PROBLEM TO SOLVE:
Your reply should consist of the listing, copied exactly.

SOURCE RECORDS:
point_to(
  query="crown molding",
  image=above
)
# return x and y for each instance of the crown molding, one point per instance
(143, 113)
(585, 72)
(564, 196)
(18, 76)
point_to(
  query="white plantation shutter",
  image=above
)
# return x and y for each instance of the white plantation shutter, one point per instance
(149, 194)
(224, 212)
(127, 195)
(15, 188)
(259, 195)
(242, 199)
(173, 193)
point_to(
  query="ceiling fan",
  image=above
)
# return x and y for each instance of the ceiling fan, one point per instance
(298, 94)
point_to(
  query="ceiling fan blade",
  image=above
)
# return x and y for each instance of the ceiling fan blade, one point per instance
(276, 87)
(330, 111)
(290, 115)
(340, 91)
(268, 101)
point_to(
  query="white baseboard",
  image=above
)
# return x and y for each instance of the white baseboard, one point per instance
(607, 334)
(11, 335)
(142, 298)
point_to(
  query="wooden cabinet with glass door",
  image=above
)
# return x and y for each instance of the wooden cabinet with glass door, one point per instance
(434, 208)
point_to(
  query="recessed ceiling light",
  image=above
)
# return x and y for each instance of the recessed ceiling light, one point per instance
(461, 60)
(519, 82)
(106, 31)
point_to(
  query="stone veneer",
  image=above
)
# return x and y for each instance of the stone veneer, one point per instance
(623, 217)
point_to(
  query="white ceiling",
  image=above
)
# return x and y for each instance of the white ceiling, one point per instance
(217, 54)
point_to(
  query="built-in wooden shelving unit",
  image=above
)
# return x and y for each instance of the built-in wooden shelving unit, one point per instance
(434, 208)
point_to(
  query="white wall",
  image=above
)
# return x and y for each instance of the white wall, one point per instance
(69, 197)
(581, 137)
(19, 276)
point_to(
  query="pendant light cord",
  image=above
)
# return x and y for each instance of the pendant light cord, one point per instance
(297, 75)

EXERCISE SOLUTION:
point_to(
  query="crown molding",
  image=above
)
# return x and y for each instance of the crown molding, one point per instance
(143, 113)
(585, 72)
(564, 196)
(18, 76)
point_to(
  query="white plantation shutter",
  image=above
)
# return x and y for each instance of the white plantation shutter, one point per instance
(149, 194)
(224, 212)
(127, 195)
(15, 188)
(259, 195)
(242, 199)
(173, 193)
point_to(
  query="ceiling fan",
  image=above
)
# return x and y for each instance of the ceiling fan, one point per instance
(298, 94)
point_to(
  query="ceiling fan blade",
  image=above
)
# return x and y for each instance of the ceiling fan blade, one point per instance
(276, 87)
(330, 111)
(290, 115)
(340, 91)
(268, 101)
point_to(
  query="white baseboard",
  image=above
)
# return x and y for each instance of the white baseboard, one point per instance
(607, 334)
(11, 335)
(142, 298)
point_to(
  query="wooden cabinet with glass door",
  image=above
)
# return x and y for each instance of the wooden cabinet with glass door, one point per instance
(434, 208)
point_to(
  query="recessed ceiling light",
  image=above
)
# return x and y for each instance of the recessed ceiling light, one point per instance
(461, 60)
(519, 82)
(106, 31)
point_to(
  query="stone veneer",
  image=above
)
# return x and y for each instance of the stone veneer, one point per instance
(623, 217)
point_to(
  query="white ceiling",
  image=above
)
# return x and y for each instance of the white ceiling, one point per instance
(217, 54)
point_to(
  query="built-in wooden shelving unit",
  image=above
)
# return x and y for each instance of the built-in wooden shelving unit, one point per instance
(434, 208)
point_to(
  query="white wall",
  image=above
)
# return x and y for each instance of the white wall, one point per instance
(69, 197)
(581, 137)
(19, 276)
point_to(
  query="pendant light cord",
  image=above
)
# return x and y for each instance of the pendant light cord, one point per instance
(297, 75)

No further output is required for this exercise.